■ What you should do: Write out the line that contains "Refer to the photograph and detect the house" and every line after it through the end of the entries, exactly as given and with no other lines.
Available records Start Marker
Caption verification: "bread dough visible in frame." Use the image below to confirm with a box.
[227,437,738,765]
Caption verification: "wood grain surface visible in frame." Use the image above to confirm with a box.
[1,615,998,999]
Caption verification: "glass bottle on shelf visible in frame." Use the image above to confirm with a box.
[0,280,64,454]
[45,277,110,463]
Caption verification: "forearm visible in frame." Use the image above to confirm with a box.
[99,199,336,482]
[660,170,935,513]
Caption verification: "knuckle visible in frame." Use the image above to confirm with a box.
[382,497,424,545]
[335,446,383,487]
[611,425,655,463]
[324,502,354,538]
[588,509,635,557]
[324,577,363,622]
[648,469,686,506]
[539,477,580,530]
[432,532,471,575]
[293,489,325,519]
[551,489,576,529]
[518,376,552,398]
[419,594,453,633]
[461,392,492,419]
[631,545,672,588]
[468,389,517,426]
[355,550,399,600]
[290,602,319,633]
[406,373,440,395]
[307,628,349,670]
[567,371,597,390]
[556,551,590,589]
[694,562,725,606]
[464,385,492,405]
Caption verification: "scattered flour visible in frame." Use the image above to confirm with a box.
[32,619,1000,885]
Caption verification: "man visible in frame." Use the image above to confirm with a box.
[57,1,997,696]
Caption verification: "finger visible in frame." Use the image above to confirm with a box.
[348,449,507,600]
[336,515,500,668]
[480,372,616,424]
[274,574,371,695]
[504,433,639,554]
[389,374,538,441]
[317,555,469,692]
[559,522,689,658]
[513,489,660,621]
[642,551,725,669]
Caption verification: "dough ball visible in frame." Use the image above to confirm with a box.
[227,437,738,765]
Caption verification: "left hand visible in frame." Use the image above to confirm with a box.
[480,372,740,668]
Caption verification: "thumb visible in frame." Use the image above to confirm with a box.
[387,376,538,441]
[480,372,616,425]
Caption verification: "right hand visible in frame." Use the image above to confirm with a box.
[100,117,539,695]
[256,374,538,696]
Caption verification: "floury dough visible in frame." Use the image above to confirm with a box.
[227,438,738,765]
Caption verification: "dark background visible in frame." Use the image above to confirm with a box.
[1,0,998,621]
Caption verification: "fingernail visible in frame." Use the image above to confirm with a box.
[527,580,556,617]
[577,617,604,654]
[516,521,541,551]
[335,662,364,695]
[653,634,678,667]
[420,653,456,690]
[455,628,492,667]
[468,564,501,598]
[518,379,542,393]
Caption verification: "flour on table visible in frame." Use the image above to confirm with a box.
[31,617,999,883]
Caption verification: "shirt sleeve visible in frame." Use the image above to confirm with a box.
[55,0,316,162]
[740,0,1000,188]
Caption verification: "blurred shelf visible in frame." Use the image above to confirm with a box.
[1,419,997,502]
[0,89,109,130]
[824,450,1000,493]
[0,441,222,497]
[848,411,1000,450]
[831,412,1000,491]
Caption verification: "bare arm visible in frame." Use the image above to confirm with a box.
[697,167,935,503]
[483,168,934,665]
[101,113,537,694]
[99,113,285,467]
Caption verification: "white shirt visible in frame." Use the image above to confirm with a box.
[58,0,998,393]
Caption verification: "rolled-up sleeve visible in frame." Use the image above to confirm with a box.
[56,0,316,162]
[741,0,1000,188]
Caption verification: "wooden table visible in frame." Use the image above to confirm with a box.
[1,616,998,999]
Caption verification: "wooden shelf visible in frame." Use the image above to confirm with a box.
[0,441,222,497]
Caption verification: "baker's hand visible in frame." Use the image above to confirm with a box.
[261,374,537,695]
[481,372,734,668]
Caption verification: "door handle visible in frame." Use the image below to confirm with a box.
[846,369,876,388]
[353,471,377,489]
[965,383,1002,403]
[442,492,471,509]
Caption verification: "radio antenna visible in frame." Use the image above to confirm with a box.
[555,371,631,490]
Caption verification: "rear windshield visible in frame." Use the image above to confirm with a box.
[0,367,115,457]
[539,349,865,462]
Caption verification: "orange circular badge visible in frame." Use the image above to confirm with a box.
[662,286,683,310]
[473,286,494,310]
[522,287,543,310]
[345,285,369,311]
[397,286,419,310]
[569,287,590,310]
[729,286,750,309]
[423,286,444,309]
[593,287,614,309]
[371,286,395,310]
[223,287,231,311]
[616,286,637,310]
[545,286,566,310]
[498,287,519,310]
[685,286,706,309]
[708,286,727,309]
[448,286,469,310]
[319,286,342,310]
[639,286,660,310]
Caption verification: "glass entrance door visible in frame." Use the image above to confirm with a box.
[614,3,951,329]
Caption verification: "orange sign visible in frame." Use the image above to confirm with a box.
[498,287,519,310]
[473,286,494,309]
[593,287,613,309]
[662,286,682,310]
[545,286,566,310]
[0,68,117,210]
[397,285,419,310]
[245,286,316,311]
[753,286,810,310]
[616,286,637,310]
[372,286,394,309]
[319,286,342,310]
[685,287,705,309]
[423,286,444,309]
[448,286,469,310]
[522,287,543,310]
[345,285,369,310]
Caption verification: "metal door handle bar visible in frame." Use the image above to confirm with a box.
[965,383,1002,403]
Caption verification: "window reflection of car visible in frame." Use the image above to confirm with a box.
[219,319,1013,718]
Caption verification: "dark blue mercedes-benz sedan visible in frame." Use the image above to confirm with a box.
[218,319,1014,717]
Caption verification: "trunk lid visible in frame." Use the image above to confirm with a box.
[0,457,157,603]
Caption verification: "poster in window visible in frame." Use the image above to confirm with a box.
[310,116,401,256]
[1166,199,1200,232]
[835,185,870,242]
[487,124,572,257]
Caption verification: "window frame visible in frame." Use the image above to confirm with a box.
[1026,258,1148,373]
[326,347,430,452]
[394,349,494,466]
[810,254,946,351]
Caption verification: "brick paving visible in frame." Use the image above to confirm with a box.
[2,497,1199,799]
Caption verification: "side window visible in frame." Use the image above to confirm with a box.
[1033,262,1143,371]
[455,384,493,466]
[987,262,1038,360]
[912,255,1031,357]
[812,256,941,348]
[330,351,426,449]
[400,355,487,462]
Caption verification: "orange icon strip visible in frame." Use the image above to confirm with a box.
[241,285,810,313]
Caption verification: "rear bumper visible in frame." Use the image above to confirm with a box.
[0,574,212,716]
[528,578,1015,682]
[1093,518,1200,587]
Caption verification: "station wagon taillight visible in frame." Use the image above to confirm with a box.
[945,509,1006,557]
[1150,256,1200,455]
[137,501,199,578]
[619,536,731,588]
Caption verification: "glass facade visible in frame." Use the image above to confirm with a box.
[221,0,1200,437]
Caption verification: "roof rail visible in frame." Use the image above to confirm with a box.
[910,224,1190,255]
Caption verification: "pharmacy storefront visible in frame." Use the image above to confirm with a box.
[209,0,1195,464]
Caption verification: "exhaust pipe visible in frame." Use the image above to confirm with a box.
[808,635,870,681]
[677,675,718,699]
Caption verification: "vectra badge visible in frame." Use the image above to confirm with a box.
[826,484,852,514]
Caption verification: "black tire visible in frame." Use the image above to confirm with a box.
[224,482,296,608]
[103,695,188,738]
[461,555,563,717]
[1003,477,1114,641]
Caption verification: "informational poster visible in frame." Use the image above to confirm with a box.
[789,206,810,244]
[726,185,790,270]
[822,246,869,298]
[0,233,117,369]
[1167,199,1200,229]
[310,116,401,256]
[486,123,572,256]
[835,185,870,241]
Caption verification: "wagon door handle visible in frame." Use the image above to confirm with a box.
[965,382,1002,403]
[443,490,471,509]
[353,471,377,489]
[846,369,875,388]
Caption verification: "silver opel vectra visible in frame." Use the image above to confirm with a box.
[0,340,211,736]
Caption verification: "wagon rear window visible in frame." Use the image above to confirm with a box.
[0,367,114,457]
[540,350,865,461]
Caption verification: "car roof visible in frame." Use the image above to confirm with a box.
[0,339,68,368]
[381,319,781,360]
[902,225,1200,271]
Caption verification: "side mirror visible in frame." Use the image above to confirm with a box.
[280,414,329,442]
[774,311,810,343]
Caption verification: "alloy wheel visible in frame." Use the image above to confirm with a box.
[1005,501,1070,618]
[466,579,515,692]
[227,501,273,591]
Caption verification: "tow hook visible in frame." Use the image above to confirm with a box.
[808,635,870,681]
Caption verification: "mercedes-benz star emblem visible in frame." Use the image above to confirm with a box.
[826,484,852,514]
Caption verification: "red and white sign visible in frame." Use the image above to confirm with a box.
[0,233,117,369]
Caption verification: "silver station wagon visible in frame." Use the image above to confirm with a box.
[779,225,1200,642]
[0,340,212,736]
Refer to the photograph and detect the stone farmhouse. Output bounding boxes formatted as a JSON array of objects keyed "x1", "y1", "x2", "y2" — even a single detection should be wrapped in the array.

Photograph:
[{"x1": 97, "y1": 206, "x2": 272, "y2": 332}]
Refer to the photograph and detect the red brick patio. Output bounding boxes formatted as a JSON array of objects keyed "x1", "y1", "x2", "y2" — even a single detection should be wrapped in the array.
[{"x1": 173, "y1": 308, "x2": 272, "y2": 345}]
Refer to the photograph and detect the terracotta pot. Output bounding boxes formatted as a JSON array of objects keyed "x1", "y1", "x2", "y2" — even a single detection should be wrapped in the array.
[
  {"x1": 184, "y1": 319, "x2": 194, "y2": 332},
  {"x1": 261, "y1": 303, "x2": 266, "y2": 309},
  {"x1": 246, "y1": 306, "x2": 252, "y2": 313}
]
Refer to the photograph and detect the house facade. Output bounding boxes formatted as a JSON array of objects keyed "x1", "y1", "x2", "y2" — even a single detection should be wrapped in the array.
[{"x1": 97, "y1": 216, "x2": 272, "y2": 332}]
Available records End Marker
■ Response to this exercise:
Refer to the photograph and detect the house facade. Output bounding boxes formatted as a JSON array of objects keyed "x1", "y1", "x2", "y2" — even a single detection should be wrapped in the array.
[{"x1": 97, "y1": 216, "x2": 272, "y2": 332}]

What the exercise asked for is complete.